PAGE TEXT ->
# ANY TAMPA BAY RAYS FANS HERE?



## glass man (Oct 20, 2008)

WE NEED SOME RAYS FANS IN HERE! THE PHILLY FANS NEED SOME COMPITITION ! HEY AT THE RISK OF BODILY HARM I WILL ROOT WITH YALL IF THEY AIN'T ENOUGH OF YOU AND I KNOW NOTHING OF THE TEAM! BUT DANG ONE SIDED AIN'T NO FUN! YEP PHILLY FANS CAN BE SCARY[AS I LEARED CAN BOSTON FANS] IF THE BASEBALL PHILLY FANS ARE ANYTHING LIKE THE FOOTBALL FANS! ONCE AT A EAGLES GAME THE HALF TIME SHOW WENT ON TOO LONG AND THE FANS STARTED TO PELT POOR OLE SANTER CLAUSE WITH SNOW BALLS! I KNOW TAMPA FANS WOULDN'T DO THAT![CAUSE NO SNOW AT THE BAY!} YALL WOULD HAVE SHOT HIM WITH ONE OF THOSE CANONS THAT ARE SHOT OFF EVERY TIME THE FOOTBALL TEAM SCORES AGAINST THE ATL. FALCONS! I DON'T HOLD THAT AGAINST TAMPA![AT THE MOMENT[]} COME ON NOW!LETS GET EXCITED BOUT THEM RAYS!!!!!!!!!!!!!!!!!!!!!!![8D] GOOOOOOOOOOOOOOOO RAY HEADS!!!!!!!!!!!!!!!!


----------



## glass man (Oct 21, 2008)

OKAY YALL I AM NOW AN OFFICIAL TAMPA BAY RAYS FAN!!!!!!!!!!!!! WEDNESDAY NIGHT IT IS ON YOU STEAK AND CHEESE LOVING PHILLY FREAKS![SOME ONE HAS GOT TO GIVE ME SOME AMMUNITION HERE! I JUST DON'T KNOW ENOUGH!] BAY RAYSSSSSSSS BAY RAYSSSSSSSSSSSSS GONNA WIN IT IN.........................4!!!!!!!!!!!!!!!!!!!!!!!!!!!!!!!!!!!!!!!!!!!!!! RICK YALL GOT A CHANCE..................... SLIM TO NONE![] [ HELP ME SOMEONE FROM FLORIDA QUICK ,FEELING KINDA LIKE DAVEY CROCKETT AT THE OLE ALAMO!]!}


----------



## jesster (Oct 21, 2008)

RECORDED DATA ->
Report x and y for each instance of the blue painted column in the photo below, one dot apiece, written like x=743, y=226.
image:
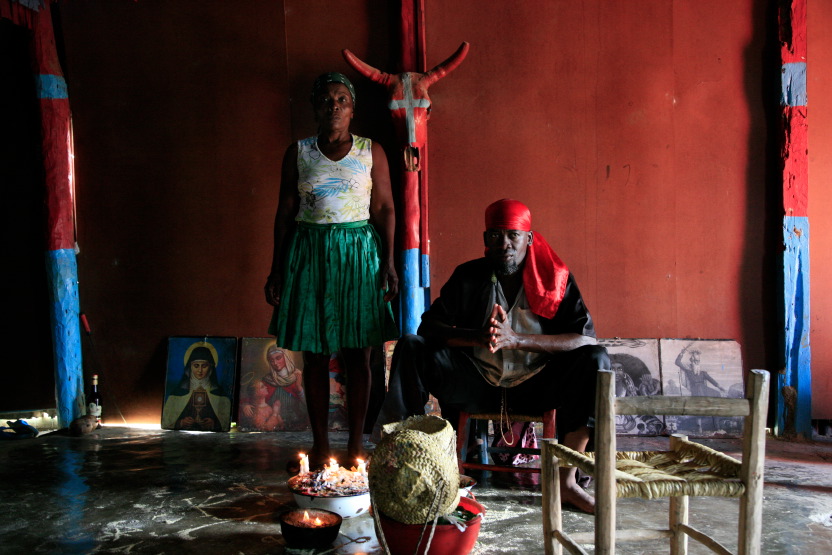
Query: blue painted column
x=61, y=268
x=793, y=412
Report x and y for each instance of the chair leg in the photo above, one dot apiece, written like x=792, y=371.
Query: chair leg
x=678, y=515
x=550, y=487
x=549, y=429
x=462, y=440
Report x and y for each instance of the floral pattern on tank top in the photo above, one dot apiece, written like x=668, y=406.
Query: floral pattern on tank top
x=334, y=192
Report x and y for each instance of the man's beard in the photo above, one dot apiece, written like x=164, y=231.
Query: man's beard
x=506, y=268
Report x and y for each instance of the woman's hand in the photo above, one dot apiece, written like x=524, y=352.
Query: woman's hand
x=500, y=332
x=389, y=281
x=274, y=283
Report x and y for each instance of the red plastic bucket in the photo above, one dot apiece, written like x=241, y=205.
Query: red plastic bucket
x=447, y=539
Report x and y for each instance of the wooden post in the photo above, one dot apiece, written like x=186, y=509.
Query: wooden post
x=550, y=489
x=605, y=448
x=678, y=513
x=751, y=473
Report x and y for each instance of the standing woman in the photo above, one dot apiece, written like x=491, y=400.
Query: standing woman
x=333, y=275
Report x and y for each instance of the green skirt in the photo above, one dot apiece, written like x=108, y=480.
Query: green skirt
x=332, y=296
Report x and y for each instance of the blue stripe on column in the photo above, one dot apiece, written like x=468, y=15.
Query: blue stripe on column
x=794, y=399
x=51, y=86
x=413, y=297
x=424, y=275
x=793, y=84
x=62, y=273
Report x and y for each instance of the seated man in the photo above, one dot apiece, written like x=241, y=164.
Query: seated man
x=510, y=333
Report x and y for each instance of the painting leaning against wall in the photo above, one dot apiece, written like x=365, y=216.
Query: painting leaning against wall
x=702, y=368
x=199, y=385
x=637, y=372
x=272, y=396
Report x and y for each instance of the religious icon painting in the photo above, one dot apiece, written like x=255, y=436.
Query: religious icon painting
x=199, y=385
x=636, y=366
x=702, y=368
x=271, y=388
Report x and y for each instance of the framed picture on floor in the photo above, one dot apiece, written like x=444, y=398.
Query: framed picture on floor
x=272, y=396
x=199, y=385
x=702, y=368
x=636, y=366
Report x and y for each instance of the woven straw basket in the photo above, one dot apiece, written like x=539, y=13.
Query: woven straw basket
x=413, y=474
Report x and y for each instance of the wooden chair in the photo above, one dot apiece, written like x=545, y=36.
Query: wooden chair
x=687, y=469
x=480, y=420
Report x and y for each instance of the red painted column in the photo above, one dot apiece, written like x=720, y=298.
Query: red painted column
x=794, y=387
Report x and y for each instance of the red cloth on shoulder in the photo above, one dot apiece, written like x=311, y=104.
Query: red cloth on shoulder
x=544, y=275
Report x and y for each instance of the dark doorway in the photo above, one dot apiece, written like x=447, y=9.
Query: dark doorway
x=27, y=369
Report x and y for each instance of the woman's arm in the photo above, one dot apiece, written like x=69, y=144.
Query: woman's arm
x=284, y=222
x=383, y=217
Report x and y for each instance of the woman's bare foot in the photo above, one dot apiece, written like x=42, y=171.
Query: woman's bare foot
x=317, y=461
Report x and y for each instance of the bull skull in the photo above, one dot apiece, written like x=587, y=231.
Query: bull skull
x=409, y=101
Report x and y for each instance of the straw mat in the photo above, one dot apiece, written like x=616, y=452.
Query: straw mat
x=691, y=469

GOALS ->
a: In the Rays fan thread, transcribe everything from "## glass man (Oct 20, 2008)" up to and including "GOOOOOOOOOOOOOOOO RAY HEADS!!!!!!!!!!!!!!!!".
b: Pick up the Tampa Bay Rays forum thread at the point where it stops.
The data here comes from a separate source.

FINAL RESULTS ->
a:
## glass man (Oct 20, 2008)

WE NEED SOME RAYS FANS IN HERE! THE PHILLY FANS NEED SOME COMPITITION ! HEY AT THE RISK OF BODILY HARM I WILL ROOT WITH YALL IF THEY AIN'T ENOUGH OF YOU AND I KNOW NOTHING OF THE TEAM! BUT DANG ONE SIDED AIN'T NO FUN! YEP PHILLY FANS CAN BE SCARY[AS I LEARED CAN BOSTON FANS] IF THE BASEBALL PHILLY FANS ARE ANYTHING LIKE THE FOOTBALL FANS! ONCE AT A EAGLES GAME THE HALF TIME SHOW WENT ON TOO LONG AND THE FANS STARTED TO PELT POOR OLE SANTER CLAUSE WITH SNOW BALLS! I KNOW TAMPA FANS WOULDN'T DO THAT![CAUSE NO SNOW AT THE BAY!} YALL WOULD HAVE SHOT HIM WITH ONE OF THOSE CANONS THAT ARE SHOT OFF EVERY TIME THE FOOTBALL TEAM SCORES AGAINST THE ATL. FALCONS! I DON'T HOLD THAT AGAINST TAMPA![AT THE MOMENT[]} COME ON NOW!LETS GET EXCITED BOUT THEM RAYS!!!!!!!!!!!!!!!!!!!!!!![8D] GOOOOOOOOOOOOOOOO RAY HEADS!!!!!!!!!!!!!!!!

b:
sorry glassman, but its been too long, 1980, since I've been to a parade. philly fans are tough, some of the toughest fans around. we love our sports and our sports teams. maybe its living so close to NJ and NY that pisses us off. watching steinbrenner buy his championships or watching the once great flyers go down the crapper. maybe it was watching iverson bust his butt every game without help or the devils winning game after game. we NEED this one.


----------



## glass man (Oct 21, 2008)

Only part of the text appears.